Exercise details:
Reproduce, word for word, the lines in the material below starting with the one that has "Target: apple stem" and going on through the one that has "Target: side-facing traffic signal". Leave out all pictures.

Records for the exercise:
* * *

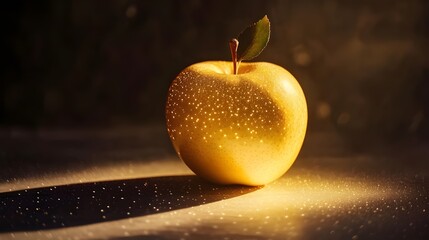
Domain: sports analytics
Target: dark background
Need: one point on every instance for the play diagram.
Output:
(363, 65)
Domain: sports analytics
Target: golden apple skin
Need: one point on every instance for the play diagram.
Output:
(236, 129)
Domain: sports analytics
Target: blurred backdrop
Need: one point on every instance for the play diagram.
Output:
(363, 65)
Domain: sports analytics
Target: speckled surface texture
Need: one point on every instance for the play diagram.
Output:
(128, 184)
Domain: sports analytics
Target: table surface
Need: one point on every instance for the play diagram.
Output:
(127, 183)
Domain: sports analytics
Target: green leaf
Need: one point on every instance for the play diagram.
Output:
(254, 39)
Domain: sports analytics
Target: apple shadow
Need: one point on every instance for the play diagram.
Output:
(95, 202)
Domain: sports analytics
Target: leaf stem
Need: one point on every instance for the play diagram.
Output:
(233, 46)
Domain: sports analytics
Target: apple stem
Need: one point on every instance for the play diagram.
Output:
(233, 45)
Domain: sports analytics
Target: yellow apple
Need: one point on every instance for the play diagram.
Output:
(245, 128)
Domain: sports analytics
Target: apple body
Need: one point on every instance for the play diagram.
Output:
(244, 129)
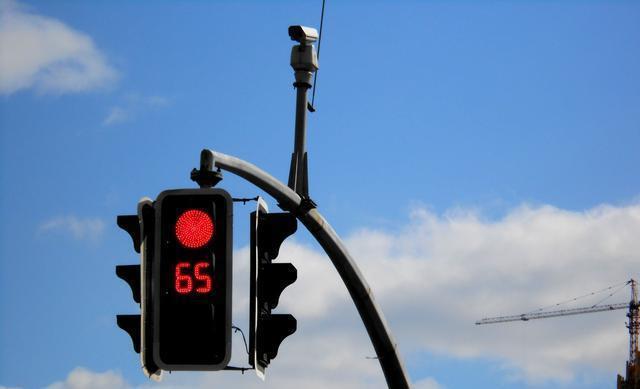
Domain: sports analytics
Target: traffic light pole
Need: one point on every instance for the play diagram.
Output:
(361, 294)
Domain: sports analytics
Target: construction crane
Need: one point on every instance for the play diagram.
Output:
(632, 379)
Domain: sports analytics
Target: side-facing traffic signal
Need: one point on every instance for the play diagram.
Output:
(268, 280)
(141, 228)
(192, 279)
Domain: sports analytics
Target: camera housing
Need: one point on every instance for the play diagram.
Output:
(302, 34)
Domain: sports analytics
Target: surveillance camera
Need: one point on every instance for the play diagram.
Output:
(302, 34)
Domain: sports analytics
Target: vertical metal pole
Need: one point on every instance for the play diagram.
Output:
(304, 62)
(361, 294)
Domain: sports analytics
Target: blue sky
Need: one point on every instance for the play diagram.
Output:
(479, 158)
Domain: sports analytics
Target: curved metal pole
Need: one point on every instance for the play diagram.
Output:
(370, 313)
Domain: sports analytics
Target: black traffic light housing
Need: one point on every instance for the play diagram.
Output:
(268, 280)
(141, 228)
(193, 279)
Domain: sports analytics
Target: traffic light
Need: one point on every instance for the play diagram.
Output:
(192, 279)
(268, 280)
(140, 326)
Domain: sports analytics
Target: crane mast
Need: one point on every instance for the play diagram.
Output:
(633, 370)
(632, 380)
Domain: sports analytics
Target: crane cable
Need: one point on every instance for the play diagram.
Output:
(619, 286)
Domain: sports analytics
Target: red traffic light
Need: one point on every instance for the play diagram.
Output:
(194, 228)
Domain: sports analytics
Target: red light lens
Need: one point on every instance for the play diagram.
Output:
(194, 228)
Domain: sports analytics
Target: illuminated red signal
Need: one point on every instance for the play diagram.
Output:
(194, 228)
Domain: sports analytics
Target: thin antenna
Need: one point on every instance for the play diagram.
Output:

* * *

Solution for this problem:
Target: apple stem
Need: one point on every instance for the play diagram.
Output:
(233, 45)
Domain: sports analytics
Target: yellow apple
Need: one point on every instance for the play diagram.
Output:
(245, 128)
Domain: sports analytics
Target: apple body
Need: one point on every instance for the play diagram.
Output:
(244, 129)
Domain: sports analytics
Target: traffic light pole
Need: one point on every instance for the play diagram.
Output:
(361, 294)
Domain: sports analytics
Target: construction crane
Need: one point on every instance for the play diagram.
Output:
(632, 379)
Domain: sports analytics
Target: side-facing traffic signal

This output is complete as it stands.